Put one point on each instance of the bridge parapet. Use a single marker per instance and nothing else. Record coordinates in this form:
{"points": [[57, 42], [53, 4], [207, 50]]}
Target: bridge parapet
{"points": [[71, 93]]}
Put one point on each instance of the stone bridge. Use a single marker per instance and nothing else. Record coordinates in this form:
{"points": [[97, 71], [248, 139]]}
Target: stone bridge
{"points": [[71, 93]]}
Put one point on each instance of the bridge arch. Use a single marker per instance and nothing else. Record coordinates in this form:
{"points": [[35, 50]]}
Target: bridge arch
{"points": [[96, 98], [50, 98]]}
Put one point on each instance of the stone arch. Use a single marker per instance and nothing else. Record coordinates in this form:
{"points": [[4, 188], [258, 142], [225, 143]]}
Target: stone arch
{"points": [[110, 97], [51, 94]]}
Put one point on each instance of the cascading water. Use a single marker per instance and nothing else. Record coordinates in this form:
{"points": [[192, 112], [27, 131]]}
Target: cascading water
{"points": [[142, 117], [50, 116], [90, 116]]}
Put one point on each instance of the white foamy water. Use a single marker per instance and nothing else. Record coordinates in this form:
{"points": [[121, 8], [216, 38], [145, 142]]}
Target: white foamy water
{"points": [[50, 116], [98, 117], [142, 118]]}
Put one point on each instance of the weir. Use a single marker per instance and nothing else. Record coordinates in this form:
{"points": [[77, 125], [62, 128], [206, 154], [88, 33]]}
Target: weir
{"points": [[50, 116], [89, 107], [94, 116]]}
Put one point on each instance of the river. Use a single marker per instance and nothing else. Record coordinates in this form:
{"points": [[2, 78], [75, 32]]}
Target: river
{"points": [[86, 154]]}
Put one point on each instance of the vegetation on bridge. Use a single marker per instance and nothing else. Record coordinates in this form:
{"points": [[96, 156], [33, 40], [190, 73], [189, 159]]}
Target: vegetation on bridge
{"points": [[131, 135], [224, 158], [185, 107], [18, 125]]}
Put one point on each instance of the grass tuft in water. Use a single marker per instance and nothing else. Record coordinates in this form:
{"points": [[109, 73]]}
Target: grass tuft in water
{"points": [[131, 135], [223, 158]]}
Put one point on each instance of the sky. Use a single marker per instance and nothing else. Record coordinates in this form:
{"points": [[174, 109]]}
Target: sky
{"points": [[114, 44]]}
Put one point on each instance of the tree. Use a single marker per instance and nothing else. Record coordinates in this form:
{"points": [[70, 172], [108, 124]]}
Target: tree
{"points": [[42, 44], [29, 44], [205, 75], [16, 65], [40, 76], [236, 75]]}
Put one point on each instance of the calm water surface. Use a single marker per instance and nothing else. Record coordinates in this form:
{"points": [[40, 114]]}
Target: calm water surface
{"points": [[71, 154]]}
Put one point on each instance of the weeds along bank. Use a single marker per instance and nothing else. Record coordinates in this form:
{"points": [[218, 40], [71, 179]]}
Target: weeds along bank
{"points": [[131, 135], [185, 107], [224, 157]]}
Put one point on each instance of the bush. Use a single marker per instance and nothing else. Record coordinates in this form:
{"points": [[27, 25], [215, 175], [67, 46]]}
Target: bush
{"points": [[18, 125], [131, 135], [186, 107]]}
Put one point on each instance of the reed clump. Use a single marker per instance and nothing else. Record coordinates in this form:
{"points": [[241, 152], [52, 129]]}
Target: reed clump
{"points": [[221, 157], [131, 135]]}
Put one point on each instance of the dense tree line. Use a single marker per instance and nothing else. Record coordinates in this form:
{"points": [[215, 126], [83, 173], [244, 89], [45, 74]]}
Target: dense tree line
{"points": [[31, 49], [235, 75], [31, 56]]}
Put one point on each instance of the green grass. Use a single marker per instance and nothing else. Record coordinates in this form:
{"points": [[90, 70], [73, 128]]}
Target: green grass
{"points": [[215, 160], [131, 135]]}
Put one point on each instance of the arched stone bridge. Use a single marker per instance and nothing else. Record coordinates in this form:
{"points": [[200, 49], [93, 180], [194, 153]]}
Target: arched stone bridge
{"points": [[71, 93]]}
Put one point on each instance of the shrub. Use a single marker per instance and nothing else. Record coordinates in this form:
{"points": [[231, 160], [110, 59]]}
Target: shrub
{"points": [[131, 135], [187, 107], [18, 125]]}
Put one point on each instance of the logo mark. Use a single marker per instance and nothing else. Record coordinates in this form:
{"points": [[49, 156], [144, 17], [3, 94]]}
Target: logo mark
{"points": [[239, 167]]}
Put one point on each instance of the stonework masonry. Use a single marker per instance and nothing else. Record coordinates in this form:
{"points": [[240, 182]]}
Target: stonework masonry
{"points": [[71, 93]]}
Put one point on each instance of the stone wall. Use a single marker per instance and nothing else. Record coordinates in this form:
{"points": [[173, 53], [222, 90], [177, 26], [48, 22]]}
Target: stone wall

-----

→ What you will do:
Give again each line of the listing above, keeping every word the same.

→ Exercise result:
Put one point on each instance of the bridge parapet. Use a single marker per instance and nothing else. Record coordinates in this form:
{"points": [[57, 42], [53, 4], [207, 50]]}
Target: bridge parapet
{"points": [[71, 93]]}
Put one point on each instance of the stone bridge. Use a single marker per instance and nothing else. Record coordinates in this form:
{"points": [[97, 71], [248, 139]]}
Target: stone bridge
{"points": [[71, 93]]}
Put one point on each instance of the bridge arch. Use a single marker per instance and nothing else. Record coordinates in this form:
{"points": [[35, 50]]}
Target: bridge arch
{"points": [[96, 98], [50, 98]]}
Put one point on each instance of the stone arch. Use a single marker per instance and nothing else. Record coordinates in this form:
{"points": [[4, 188], [258, 142], [225, 143]]}
Target: stone arch
{"points": [[110, 97], [51, 94]]}
Put one point on each instance of the cascading water. Use a single marker per instance and nothing else. Record coordinates in this form:
{"points": [[192, 112], [27, 131]]}
Target: cascading water
{"points": [[142, 117], [50, 116], [90, 116]]}
Put one point on each instance of the white foamy water. Use a single marker per instance and nothing else. Record coordinates in this form:
{"points": [[121, 8], [216, 38], [145, 142]]}
Target: white foamy water
{"points": [[50, 116], [98, 117], [142, 118]]}
Put one point on each instance of the weir. Use a single marker per instance and nothing else. Record coordinates in this form:
{"points": [[77, 125], [62, 128], [206, 154], [88, 33]]}
Target: weir
{"points": [[50, 116], [89, 107], [94, 116]]}
Put one point on each instance of the river. Use a single marker per instance and nothing else. Record coordinates in this form:
{"points": [[2, 78], [75, 32]]}
Target: river
{"points": [[86, 154]]}
Put one point on each instance of the vegetation on bridge. Use a single marker per instance and nothing else. Record coordinates in this form:
{"points": [[96, 156], [33, 40], [190, 73], [189, 159]]}
Target: vegetation on bridge
{"points": [[131, 135], [224, 158], [185, 107], [18, 125]]}
Put one point on each instance of the grass tuft in water. Use a single marker per instance and nothing else. Record coordinates in this form:
{"points": [[109, 73]]}
Target: grass tuft in water
{"points": [[131, 135], [223, 158]]}
Put one point on each instance of the sky. Use a single marker per instance and nothing else. Record coordinates in this form:
{"points": [[174, 109]]}
Target: sky
{"points": [[114, 44]]}
Put one point on each instance of the tree. Use a single marker per instance and nothing else. Record coordinates in this form:
{"points": [[70, 172], [108, 124]]}
Target: tree
{"points": [[42, 44], [29, 44], [205, 75], [16, 65], [40, 76], [236, 75]]}
Put one point on each instance of the calm water surface. Use a single marker per instance and nothing else. Record coordinates in this form:
{"points": [[40, 114]]}
Target: calm water surface
{"points": [[71, 154]]}
Put one point on each instance of the weeds along bank. Use a single marker per instance and nothing else. Record coordinates in this form:
{"points": [[218, 40], [71, 179]]}
Target: weeds along bank
{"points": [[131, 135], [185, 107], [224, 157]]}
Put one point on each instance of the bush. Use a single marker per instance and nothing else. Record coordinates in this form:
{"points": [[27, 25], [215, 175], [67, 46]]}
Target: bush
{"points": [[18, 125], [131, 135], [186, 107]]}
Put one point on each instance of the reed clump. Use a single marker per instance and nothing else. Record coordinates in this form:
{"points": [[241, 152], [52, 129]]}
Target: reed clump
{"points": [[221, 157], [131, 135]]}
Put one point on each instance of the dense tree line. Use a single marker per instance and nothing else. Record coordinates in this form:
{"points": [[215, 126], [83, 173], [244, 89], [45, 74]]}
Target: dense tree line
{"points": [[31, 49], [235, 75], [31, 56]]}
Put one point on each instance of the green grass. Use a single marker per instance and nothing else. Record coordinates in this form:
{"points": [[90, 70], [73, 128]]}
Target: green grass
{"points": [[215, 160], [131, 135]]}
Put one point on each instance of the arched stone bridge. Use a single marker per instance and nothing else. Record coordinates in this form:
{"points": [[200, 49], [93, 180], [194, 153]]}
Target: arched stone bridge
{"points": [[71, 93]]}
Put one point on each instance of the shrub. Use a single marker per instance and nothing else. Record coordinates in this form:
{"points": [[231, 160], [110, 59]]}
Target: shrub
{"points": [[131, 135], [187, 107], [18, 125]]}
Put one point on each instance of the logo mark. Use a single marker per instance and nothing else. Record coordinates in this form:
{"points": [[49, 156], [144, 17], [3, 94]]}
Target: logo mark
{"points": [[239, 167]]}
Put one point on each instance of the stonework masonry. Use a single marker per instance and nothing else. Record coordinates in this form:
{"points": [[240, 182]]}
Target: stonework masonry
{"points": [[71, 93]]}
Put one point on each instance of the stone wall. Use a single marker per instance and nothing else. Record coordinates in this form:
{"points": [[173, 53], [222, 90], [177, 26], [48, 22]]}
Target: stone wall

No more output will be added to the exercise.